* _Instructions for the task_: Every entry that follows needs to be repeated exactly.

--------------------------------

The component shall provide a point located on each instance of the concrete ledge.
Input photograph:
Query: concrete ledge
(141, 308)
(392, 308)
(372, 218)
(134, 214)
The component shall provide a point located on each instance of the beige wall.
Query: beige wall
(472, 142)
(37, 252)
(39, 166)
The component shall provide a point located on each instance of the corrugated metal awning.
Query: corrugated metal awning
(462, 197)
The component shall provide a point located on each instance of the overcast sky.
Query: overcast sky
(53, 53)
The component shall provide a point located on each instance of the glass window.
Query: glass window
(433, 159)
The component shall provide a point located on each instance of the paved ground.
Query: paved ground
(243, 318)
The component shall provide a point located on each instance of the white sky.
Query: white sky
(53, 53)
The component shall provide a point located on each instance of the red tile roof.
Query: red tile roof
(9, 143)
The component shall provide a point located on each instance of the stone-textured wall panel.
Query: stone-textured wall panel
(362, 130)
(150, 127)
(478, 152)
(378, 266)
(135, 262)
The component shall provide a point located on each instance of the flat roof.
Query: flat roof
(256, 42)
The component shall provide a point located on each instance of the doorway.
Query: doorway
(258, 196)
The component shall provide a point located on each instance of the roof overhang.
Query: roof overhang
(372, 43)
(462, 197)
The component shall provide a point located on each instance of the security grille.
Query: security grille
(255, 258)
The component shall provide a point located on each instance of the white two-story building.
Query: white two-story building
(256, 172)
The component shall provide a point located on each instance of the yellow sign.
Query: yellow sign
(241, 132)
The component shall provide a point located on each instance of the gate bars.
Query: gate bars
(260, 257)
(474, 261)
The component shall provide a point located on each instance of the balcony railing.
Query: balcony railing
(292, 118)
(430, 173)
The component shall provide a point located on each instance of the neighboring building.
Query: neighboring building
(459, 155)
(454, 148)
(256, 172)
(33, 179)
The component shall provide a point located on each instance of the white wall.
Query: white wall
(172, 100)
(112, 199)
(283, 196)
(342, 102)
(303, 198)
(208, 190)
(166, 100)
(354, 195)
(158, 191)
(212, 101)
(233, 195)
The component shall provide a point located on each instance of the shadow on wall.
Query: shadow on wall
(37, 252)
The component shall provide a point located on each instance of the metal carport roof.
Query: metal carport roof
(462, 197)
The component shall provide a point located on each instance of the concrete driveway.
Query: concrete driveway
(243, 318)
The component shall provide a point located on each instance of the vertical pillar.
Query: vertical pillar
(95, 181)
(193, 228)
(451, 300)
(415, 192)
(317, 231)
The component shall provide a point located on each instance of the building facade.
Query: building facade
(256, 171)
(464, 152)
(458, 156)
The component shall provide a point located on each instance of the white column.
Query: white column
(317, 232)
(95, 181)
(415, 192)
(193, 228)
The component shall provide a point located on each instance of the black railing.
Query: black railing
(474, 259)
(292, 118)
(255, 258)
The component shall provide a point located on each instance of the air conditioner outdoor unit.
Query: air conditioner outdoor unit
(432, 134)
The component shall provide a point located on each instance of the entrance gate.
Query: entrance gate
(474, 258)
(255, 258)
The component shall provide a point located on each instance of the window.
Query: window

--------------------------------

* _Result of the task_:
The component shall provide a point located on each instance of the concrete ledge.
Input photograph:
Query: concrete ledge
(141, 308)
(392, 308)
(372, 218)
(134, 214)
The component shall provide a point located on each instance of the beige wall.
Query: beige wall
(472, 142)
(37, 252)
(39, 166)
The component shall provide a point located on each instance of the corrugated metal awning.
Query: corrugated metal awning
(462, 197)
The component shall provide a point located on each instance of the overcast sky.
Query: overcast sky
(53, 53)
The component shall provide a point located on each instance of the glass window.
Query: glass window
(433, 159)
The component shall provide a point located on each instance of the paved ground.
Query: paved ground
(243, 318)
The component shall provide a point located on each instance of the white sky.
Query: white sky
(53, 53)
The component shall provide a point located on each instance of the red tile roof.
Query: red tile roof
(9, 143)
The component shall provide a point located on each instance of the stone-textured wall panel.
Query: stone-textured wall panel
(362, 130)
(150, 127)
(478, 152)
(378, 266)
(135, 262)
The component shall provide a point located on each instance of the flat roof.
Query: flat roof
(256, 42)
The component shall provide a point located on each instance of the doorway.
Query: doorway
(258, 196)
The component shall provide a point located on each instance of the roof overhang.
Query: roof overhang
(372, 43)
(462, 197)
The component shall provide a point located on each instance of the security grille.
Query: security grille
(255, 258)
The component shall provide a point located on each instance of the white two-story building.
Query: white two-story building
(256, 172)
The component shall provide a point located on each instance of the yellow sign.
Query: yellow sign
(241, 132)
The component shall provide a point located on each instance of the gate bars.
Query: gate bars
(260, 257)
(474, 261)
The component shall provide a point located on each instance of the balcony railing.
Query: balcony railing
(292, 118)
(430, 173)
The component shall provide a point located on each instance of the neighboring building.
Query: neighboring building
(459, 155)
(454, 148)
(256, 172)
(33, 179)
The component shall provide a point located on each instance of the white wall.
Query: white wall
(172, 100)
(112, 199)
(283, 196)
(342, 102)
(303, 198)
(208, 190)
(166, 100)
(354, 195)
(158, 191)
(212, 101)
(233, 195)
The component shall provide a point located on each instance of the shadow on wall.
Query: shadow on wall
(37, 252)
The component shall provide a point located on each instance of the metal carport roof.
Query: metal carport roof
(462, 197)
The component shall provide a point located on each instance of the concrete driveway.
Query: concrete driveway
(243, 318)
The component shall provide a point located on each instance of the vertical pillar.
Query: vertical pillar
(95, 181)
(193, 228)
(451, 300)
(415, 192)
(317, 231)
The component shall provide a point located on each instance of the building facade.
Query: building facade
(256, 171)
(464, 152)
(458, 156)
The component shall provide a point located on each instance of the white column.
Query: white column
(317, 232)
(95, 181)
(415, 192)
(193, 228)
The component shall provide a point located on each instance of the black railing.
Query: black railing
(474, 259)
(292, 118)
(255, 258)
The component shall provide a point located on each instance of the air conditioner outdoor unit.
Query: air conditioner outdoor unit
(432, 134)
The component shall provide a point located on each instance of the entrance gate.
Query: entrance gate
(474, 258)
(255, 258)
The component shall provide a point located on each instance of the window.
Query: window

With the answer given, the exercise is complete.